### Instructions for the task
Give back exactly the lines from the one containing "Target: forested hillside" through the end of the records, including both, and no others.

──────── Data extract ────────

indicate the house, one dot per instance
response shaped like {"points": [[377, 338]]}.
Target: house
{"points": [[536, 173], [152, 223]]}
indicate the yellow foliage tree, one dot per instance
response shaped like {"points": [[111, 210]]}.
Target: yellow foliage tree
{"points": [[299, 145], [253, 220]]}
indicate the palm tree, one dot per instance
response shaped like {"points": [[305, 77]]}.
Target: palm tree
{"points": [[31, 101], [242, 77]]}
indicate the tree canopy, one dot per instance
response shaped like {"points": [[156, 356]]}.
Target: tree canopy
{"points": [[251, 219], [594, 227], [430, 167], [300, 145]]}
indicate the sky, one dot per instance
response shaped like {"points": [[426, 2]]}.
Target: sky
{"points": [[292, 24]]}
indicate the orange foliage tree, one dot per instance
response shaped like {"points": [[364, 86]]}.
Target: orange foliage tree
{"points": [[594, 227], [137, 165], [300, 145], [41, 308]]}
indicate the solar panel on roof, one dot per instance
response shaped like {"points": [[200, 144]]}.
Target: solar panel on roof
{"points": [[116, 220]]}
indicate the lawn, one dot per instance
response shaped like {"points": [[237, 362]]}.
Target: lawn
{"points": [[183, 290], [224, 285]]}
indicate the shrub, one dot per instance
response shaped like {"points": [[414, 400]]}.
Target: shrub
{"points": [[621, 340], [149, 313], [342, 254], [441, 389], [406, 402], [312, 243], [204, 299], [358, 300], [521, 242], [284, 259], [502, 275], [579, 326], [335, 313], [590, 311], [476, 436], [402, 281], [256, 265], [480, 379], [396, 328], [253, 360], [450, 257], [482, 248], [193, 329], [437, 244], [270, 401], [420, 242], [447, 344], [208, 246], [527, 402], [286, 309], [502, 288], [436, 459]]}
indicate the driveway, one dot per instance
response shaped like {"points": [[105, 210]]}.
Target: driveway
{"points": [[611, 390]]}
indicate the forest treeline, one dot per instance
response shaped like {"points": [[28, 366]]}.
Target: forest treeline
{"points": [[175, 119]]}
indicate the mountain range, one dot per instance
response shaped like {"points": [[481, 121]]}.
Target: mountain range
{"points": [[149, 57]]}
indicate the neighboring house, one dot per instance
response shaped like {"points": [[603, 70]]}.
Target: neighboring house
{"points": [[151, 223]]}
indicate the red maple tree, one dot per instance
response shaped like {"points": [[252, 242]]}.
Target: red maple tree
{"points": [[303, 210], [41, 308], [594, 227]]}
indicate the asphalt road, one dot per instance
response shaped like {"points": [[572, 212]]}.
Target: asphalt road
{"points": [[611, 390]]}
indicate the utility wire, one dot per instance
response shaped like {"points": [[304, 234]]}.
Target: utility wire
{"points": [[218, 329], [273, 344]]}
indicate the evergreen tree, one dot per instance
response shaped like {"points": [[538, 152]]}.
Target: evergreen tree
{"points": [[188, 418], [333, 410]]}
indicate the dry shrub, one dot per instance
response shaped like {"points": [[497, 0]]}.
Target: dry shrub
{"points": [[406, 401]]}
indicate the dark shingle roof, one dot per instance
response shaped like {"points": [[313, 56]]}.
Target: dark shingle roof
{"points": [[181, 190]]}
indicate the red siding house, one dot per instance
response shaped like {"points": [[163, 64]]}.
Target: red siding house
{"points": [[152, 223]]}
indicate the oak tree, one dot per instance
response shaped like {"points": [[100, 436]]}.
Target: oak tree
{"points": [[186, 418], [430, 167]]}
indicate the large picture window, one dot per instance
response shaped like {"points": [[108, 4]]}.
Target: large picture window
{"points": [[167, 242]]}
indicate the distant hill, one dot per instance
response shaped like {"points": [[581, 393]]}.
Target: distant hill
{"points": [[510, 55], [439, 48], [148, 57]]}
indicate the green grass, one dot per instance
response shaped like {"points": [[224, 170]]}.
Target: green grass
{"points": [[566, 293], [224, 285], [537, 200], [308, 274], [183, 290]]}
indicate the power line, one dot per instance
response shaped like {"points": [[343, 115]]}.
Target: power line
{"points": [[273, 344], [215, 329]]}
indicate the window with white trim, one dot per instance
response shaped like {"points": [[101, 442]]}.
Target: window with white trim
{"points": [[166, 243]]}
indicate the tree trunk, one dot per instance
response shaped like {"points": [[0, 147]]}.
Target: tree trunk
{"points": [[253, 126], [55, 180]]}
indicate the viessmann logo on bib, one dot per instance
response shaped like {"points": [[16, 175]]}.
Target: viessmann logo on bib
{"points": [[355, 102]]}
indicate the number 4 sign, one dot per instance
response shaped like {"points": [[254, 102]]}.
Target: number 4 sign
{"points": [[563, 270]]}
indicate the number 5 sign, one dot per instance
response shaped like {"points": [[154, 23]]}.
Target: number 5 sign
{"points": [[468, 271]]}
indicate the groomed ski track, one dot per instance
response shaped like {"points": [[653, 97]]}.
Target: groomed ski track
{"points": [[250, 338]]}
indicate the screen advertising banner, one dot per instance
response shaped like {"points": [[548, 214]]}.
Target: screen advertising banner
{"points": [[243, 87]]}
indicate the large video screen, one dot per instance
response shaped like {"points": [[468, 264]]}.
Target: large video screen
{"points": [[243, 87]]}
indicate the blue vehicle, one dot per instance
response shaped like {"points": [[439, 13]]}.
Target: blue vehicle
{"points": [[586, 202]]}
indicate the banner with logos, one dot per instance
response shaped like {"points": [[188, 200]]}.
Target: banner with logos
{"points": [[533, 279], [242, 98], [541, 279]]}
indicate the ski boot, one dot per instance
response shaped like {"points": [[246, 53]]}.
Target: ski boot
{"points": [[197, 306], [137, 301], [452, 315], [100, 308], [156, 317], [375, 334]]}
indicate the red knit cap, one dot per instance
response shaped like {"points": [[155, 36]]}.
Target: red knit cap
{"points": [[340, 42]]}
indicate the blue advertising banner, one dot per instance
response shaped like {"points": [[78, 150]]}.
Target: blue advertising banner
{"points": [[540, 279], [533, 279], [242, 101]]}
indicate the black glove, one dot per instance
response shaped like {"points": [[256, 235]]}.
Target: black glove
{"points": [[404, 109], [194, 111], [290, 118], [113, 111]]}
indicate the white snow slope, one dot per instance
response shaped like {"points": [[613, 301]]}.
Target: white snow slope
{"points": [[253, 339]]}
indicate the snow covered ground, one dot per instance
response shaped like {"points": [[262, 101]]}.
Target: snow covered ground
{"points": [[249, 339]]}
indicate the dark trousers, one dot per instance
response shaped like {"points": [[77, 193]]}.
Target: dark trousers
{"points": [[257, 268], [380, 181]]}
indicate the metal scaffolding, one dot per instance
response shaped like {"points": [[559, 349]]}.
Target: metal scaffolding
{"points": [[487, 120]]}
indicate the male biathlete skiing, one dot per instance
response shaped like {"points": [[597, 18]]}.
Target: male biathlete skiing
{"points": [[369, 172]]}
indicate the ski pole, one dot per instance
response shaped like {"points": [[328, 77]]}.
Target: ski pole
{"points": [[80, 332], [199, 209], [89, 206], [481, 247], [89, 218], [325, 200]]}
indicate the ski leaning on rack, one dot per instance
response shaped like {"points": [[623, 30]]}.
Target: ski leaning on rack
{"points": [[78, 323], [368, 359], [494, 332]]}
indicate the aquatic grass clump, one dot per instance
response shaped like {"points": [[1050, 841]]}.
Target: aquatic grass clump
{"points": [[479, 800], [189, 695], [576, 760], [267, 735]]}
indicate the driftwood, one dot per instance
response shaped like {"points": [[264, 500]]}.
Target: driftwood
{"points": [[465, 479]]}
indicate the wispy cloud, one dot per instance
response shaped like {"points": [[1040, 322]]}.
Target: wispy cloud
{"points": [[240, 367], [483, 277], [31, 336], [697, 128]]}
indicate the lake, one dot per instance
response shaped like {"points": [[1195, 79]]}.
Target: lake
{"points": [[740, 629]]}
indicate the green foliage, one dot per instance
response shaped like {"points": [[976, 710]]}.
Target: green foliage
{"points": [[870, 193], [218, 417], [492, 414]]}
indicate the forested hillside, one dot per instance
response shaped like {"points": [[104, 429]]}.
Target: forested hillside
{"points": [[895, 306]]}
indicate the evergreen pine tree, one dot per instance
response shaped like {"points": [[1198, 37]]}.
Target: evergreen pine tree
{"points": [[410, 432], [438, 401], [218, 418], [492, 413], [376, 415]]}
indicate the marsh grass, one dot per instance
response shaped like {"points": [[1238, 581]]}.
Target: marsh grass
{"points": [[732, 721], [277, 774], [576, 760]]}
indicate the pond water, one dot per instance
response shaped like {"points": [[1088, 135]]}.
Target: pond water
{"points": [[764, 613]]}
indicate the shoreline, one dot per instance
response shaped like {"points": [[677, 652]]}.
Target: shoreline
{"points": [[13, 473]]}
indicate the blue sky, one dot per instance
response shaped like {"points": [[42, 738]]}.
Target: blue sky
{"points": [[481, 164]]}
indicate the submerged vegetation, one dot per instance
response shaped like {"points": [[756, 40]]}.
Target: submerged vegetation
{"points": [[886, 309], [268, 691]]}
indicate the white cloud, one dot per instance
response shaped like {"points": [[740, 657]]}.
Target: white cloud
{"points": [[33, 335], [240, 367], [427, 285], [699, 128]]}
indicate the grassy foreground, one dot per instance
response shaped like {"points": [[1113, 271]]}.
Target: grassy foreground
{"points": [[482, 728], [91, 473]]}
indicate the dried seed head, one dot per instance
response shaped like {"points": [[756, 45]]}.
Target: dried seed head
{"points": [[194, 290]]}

────────

### Answer space
Target: forested hillside
{"points": [[895, 306]]}
indicate the evergreen pine tree, one dot per instance
response shaped like {"points": [[1198, 37]]}.
Target: evergreen pine tree
{"points": [[410, 432], [438, 401], [218, 418], [492, 413], [376, 415]]}
indicate the marsh grass, one dot per instance
response shaped like {"points": [[1238, 581]]}.
Target: marsh grass
{"points": [[732, 721], [277, 774], [576, 760]]}
indicate the pond water, one dot per instance
response shaped like {"points": [[1088, 135]]}.
Target: pond water
{"points": [[764, 613]]}
indicate the shoreline, one dot per instance
response shaped like {"points": [[677, 652]]}.
Target: shoreline
{"points": [[13, 473]]}
indicate the blue sky, one dot per instance
response shaped like {"points": [[42, 738]]}.
Target: blue sky
{"points": [[481, 164]]}
indicate the submerged vegetation, one dot per instance
response shaped like {"points": [[756, 40]]}.
Target: submerged vegetation
{"points": [[886, 309], [268, 691]]}
indicate the white cloud, one dot per instance
response shaped like {"points": [[740, 657]]}.
Target: white cloud
{"points": [[33, 335], [240, 367], [427, 285], [699, 128]]}
indicate the grassy foreground, one dot per instance
response shaped like {"points": [[1113, 271]]}.
Target: grassy foreground
{"points": [[482, 728], [91, 473]]}
indicate the dried seed head, one dot per instance
response shaped like {"points": [[756, 45]]}.
Target: dried seed head
{"points": [[194, 290]]}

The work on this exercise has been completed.